## [WORK REQUEST]
Make an exact copy of the entries below.

[[ DATASET EXTRACT, beginning ]]

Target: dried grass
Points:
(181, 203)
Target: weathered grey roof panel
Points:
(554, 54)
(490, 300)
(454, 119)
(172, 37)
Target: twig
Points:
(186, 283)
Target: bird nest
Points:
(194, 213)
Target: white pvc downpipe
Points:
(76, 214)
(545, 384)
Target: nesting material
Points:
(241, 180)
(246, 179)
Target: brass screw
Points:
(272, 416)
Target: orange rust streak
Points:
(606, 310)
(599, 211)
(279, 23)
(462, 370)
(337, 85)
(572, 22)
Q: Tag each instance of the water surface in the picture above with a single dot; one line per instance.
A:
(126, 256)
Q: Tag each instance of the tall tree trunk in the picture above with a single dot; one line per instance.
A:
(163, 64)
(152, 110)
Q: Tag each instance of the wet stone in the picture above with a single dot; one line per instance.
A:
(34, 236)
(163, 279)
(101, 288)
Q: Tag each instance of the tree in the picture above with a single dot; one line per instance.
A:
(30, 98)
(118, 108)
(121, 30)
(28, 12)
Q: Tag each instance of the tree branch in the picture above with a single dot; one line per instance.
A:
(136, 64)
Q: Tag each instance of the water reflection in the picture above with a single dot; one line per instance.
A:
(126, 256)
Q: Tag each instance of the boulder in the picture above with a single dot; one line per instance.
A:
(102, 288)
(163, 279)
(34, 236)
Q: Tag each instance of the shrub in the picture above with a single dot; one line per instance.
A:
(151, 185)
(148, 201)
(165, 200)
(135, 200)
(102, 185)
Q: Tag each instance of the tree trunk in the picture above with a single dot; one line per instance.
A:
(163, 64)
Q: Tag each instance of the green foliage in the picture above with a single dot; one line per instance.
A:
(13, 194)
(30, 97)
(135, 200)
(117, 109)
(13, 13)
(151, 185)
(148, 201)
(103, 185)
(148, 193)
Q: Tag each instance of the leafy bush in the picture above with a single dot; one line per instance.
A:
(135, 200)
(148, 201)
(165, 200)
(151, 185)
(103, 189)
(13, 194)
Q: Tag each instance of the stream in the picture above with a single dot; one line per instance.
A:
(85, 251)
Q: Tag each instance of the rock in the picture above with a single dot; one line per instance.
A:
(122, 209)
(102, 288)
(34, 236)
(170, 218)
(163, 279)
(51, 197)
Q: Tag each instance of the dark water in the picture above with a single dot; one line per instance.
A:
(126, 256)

[[ DATASET EXTRACT, end ]]

## [WRITTEN RESPONSE]
Target: dried grass
Points:
(181, 203)
Target: weathered grey roof panel
Points:
(554, 54)
(490, 300)
(454, 119)
(172, 37)
Target: twig
Points:
(186, 283)
Target: bird nest
Points:
(194, 213)
Target: white pvc downpipe
Points:
(76, 214)
(545, 384)
Target: nesting material
Points:
(241, 180)
(246, 179)
Target: brass screw
Points:
(272, 416)
Target: orange rust streak
Points:
(606, 310)
(599, 211)
(279, 23)
(462, 370)
(337, 85)
(572, 22)
Q: Tag each instance of the water surface in the picture above with a single dot; one line per instance.
A:
(126, 256)
Q: Tag each instance of the tall tree trunk in the picture above with a single dot; one line per instance.
A:
(163, 64)
(152, 110)
Q: Tag each instance of the wet stone in the picture above with a single dot; one line per instance.
A:
(34, 236)
(163, 279)
(101, 288)
Q: Tag each instance of the tree in the picture above with a single dot; one line per instance.
A:
(30, 98)
(118, 108)
(121, 30)
(28, 12)
Q: Tag each instance of the tree branch in the picture above with a single dot; one line per instance.
A:
(136, 64)
Q: Tag each instance of the water reflection in the picture above with a single dot; one line per instance.
A:
(126, 256)
Q: Tag each instance of the boulder in the picture above with a single dot; one line per instance.
A:
(102, 288)
(163, 279)
(34, 236)
Q: Tag each instance of the shrub in the picture above with a single dot; one line per instance.
A:
(151, 185)
(148, 201)
(165, 200)
(135, 200)
(102, 185)
Q: Tag each instance of the tree trunk in the picture above with a single dot; one line per instance.
A:
(163, 64)
Q: Tag each instance of the green foliage in the picture above with a single dot; one line per instance.
A:
(13, 194)
(30, 97)
(135, 200)
(117, 109)
(13, 13)
(151, 185)
(148, 201)
(103, 185)
(148, 193)
Q: Tag each instance of the leafy bush in the picture above with a single dot; one line per instance.
A:
(135, 200)
(148, 201)
(165, 200)
(151, 185)
(103, 189)
(13, 194)
Q: Tag each instance of the stream in the picture above with a single dot; one line per instance.
A:
(85, 251)
Q: Tag each instance of the rock in the picture above with a single dot; one line per instance.
A:
(122, 209)
(102, 288)
(34, 236)
(170, 218)
(163, 279)
(51, 197)
Q: Tag each instance of the dark water in the picture above with a single dot; one line per instance.
A:
(126, 256)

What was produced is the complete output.